**Requirements:**
Can you format everything from the start of the records down to and including the line that contains "point(283, 250)" as a numbered list, skipping any blank lines and leaving the pictures out?

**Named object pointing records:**
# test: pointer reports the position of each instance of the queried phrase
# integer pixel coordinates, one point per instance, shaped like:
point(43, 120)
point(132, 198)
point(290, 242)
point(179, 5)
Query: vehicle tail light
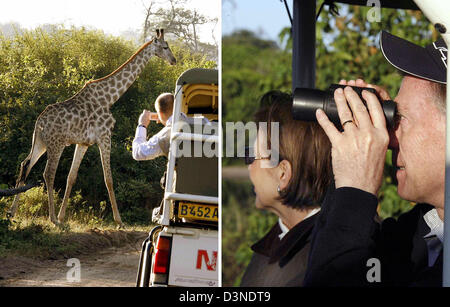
point(162, 254)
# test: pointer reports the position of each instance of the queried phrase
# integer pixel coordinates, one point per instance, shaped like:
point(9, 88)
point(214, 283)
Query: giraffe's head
point(161, 48)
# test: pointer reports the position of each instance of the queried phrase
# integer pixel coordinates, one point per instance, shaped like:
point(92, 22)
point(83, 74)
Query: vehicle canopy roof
point(197, 76)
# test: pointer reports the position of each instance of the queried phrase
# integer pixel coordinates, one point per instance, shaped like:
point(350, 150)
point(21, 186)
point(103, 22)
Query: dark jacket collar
point(283, 250)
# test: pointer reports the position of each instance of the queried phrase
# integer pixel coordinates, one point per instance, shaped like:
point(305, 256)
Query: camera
point(306, 101)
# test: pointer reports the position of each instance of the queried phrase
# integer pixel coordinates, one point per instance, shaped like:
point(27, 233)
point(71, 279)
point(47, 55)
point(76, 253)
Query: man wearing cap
point(349, 247)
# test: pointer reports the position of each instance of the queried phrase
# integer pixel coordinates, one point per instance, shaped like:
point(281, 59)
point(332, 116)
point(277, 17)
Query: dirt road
point(111, 263)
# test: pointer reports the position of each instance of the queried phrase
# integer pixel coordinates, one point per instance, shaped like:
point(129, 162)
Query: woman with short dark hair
point(293, 189)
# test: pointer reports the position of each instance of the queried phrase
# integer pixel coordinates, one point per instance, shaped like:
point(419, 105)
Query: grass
point(31, 234)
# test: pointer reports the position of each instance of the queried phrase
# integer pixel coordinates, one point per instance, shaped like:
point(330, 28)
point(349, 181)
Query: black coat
point(347, 235)
point(280, 263)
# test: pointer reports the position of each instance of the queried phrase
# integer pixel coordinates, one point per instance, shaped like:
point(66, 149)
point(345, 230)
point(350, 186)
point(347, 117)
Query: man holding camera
point(347, 241)
point(157, 145)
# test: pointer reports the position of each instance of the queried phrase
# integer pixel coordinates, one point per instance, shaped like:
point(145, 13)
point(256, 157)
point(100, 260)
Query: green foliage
point(38, 68)
point(346, 48)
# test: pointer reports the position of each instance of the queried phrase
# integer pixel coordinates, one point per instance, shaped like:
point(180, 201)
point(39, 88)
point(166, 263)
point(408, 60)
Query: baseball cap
point(429, 62)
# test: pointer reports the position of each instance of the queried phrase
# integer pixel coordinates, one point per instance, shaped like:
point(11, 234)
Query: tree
point(180, 22)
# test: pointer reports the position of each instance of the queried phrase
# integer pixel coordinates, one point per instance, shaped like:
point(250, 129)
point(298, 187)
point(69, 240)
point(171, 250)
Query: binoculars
point(306, 101)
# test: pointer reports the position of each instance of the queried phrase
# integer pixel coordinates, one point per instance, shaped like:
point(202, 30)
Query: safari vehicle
point(182, 249)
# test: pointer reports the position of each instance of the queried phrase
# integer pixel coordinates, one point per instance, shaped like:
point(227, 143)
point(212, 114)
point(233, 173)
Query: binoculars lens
point(306, 101)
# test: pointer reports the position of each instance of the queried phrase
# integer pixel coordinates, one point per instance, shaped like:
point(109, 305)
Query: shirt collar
point(285, 229)
point(435, 223)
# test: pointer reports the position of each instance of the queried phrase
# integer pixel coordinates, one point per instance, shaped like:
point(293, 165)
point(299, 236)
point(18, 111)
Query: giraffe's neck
point(116, 84)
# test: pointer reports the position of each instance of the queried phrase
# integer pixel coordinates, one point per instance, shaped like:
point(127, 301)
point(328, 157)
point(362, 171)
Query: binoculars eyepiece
point(306, 101)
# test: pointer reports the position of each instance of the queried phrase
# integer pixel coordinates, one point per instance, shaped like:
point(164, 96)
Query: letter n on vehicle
point(203, 254)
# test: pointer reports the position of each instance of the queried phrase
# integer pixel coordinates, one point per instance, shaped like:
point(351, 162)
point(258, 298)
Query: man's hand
point(358, 153)
point(144, 118)
point(361, 83)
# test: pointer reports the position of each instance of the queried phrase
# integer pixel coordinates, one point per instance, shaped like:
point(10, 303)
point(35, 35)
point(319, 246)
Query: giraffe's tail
point(38, 148)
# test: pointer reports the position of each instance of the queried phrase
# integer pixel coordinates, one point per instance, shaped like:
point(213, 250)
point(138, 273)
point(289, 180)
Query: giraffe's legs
point(80, 150)
point(37, 150)
point(53, 156)
point(105, 149)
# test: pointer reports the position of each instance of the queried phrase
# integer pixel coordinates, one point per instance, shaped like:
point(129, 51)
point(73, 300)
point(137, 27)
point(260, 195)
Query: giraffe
point(84, 120)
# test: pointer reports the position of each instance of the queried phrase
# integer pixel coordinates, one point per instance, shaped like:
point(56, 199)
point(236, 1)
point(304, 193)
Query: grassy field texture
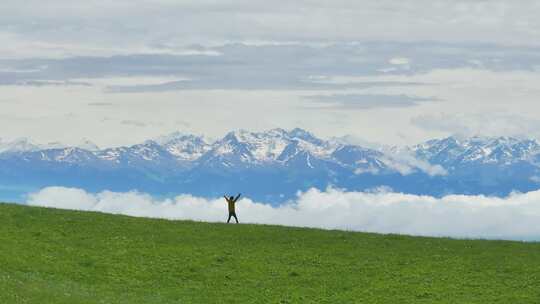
point(56, 256)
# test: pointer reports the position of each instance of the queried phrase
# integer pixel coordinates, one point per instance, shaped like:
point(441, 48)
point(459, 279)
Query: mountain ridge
point(274, 165)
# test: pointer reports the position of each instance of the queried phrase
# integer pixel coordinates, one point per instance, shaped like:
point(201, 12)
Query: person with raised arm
point(232, 204)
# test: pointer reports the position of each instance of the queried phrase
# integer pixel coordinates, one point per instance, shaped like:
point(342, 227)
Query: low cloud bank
point(515, 217)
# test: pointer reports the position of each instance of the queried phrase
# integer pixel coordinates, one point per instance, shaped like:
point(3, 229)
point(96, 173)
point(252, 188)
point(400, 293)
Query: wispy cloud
point(368, 101)
point(515, 217)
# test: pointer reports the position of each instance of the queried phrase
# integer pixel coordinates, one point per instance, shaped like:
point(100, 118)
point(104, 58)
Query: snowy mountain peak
point(86, 144)
point(184, 146)
point(477, 149)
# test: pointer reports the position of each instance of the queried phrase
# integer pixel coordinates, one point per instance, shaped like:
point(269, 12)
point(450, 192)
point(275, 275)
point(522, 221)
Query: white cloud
point(399, 61)
point(514, 217)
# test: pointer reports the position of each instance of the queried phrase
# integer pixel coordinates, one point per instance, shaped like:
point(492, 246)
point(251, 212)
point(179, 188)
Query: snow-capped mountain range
point(274, 165)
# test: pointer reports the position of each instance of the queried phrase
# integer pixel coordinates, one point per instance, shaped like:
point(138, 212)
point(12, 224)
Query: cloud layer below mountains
point(515, 217)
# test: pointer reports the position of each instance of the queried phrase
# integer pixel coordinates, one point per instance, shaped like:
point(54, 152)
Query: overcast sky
point(393, 72)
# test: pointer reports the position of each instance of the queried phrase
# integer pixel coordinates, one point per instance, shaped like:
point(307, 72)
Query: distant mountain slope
point(273, 165)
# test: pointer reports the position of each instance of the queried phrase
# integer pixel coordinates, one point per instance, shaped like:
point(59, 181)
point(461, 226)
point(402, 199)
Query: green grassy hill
point(55, 256)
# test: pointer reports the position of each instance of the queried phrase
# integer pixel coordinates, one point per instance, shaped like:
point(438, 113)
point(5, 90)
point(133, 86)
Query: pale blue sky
point(381, 71)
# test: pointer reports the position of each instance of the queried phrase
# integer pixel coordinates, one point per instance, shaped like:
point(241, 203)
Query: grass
point(56, 256)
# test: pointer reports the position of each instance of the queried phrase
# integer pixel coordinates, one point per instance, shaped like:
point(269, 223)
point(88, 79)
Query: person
point(232, 202)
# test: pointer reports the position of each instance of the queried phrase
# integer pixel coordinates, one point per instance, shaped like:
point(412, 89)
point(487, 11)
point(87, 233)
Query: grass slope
point(55, 256)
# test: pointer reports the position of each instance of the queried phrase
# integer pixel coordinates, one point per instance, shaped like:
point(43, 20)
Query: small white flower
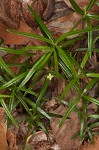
point(50, 76)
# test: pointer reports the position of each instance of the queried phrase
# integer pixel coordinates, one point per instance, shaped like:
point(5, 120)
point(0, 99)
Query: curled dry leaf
point(90, 146)
point(82, 4)
point(63, 135)
point(42, 142)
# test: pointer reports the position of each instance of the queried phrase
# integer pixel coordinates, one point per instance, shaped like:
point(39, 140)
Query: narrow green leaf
point(13, 81)
point(5, 96)
point(89, 36)
point(82, 128)
point(67, 88)
point(74, 32)
point(93, 100)
point(43, 90)
point(67, 61)
point(95, 116)
point(76, 7)
point(5, 67)
point(56, 64)
point(95, 75)
point(93, 125)
point(7, 111)
point(39, 63)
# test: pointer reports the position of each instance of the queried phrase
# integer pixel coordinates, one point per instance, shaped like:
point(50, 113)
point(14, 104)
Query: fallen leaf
point(63, 135)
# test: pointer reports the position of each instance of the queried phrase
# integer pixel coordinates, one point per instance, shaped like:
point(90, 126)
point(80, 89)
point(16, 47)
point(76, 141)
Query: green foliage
point(56, 51)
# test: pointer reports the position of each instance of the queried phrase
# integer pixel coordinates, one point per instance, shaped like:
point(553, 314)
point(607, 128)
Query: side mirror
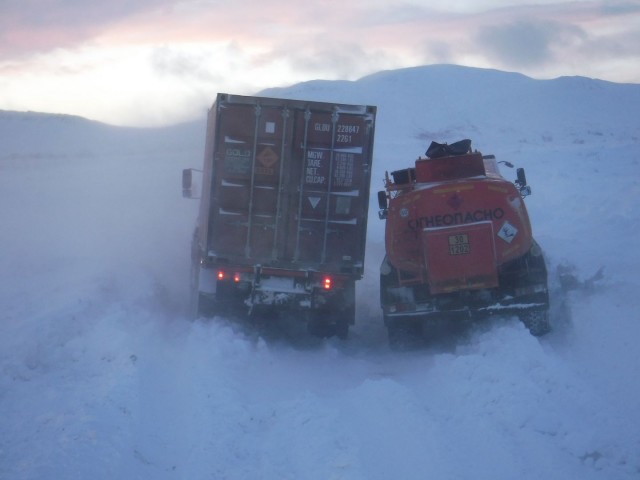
point(187, 183)
point(521, 182)
point(383, 204)
point(382, 200)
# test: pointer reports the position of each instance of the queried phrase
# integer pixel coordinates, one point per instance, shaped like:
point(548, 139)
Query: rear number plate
point(458, 244)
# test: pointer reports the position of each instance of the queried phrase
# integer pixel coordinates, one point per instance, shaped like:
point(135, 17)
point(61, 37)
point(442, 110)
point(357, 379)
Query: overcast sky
point(153, 62)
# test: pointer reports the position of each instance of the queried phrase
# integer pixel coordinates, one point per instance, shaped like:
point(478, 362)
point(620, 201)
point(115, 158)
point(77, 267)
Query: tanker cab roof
point(455, 167)
point(445, 169)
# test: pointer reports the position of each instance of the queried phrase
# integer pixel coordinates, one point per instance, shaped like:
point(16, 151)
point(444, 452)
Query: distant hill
point(445, 102)
point(447, 99)
point(28, 134)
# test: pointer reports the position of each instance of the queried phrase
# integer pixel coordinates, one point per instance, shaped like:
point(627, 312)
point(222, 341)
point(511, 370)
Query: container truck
point(283, 210)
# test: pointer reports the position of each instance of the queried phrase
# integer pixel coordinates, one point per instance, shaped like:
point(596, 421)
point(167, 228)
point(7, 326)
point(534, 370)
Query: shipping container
point(283, 209)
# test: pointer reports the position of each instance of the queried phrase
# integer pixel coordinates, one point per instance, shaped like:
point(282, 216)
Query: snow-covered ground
point(103, 377)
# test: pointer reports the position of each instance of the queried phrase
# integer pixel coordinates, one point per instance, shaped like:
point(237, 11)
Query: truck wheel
point(206, 306)
point(326, 325)
point(537, 321)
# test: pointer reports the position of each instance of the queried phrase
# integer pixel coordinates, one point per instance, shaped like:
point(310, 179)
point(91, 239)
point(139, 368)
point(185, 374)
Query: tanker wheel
point(537, 321)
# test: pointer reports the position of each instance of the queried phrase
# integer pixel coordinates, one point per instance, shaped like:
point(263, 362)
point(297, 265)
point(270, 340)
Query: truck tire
point(206, 306)
point(404, 334)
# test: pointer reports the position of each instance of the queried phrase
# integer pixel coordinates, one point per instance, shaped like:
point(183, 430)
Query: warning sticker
point(508, 232)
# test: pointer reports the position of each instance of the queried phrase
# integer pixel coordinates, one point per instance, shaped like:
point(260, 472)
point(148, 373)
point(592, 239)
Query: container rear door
point(332, 162)
point(290, 186)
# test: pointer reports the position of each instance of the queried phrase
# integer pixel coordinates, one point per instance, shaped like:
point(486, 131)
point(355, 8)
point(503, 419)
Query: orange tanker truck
point(458, 244)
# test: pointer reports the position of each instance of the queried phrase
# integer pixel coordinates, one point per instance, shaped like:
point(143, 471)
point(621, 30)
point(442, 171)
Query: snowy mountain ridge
point(102, 376)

**Solution for this exercise:**
1. # test: pointer reports the position of each instance of the queried phrase
2. # integer pixel coordinates, one point per instance, shaped like:
3. point(43, 120)
4. point(132, 198)
5. point(290, 242)
6. point(179, 5)
7. Query: vehicle tail light
8. point(162, 254)
9. # test: pointer reports the position of each instance of the queried phrase
10. # integer pixel coordinates, one point per instance, shaped like:
11. point(9, 88)
12. point(214, 283)
13. Query: giraffe's head
14. point(161, 48)
15. # test: pointer reports the position of each instance of the queried phrase
16. # integer pixel coordinates, one point per instance, shaped like:
17. point(92, 22)
18. point(83, 74)
19. Query: vehicle canopy roof
20. point(197, 76)
21. # test: pointer reports the position of each instance of the queried phrase
22. # integer pixel coordinates, one point per instance, shaped like:
23. point(350, 150)
24. point(21, 186)
25. point(103, 22)
26. Query: dark jacket collar
27. point(283, 250)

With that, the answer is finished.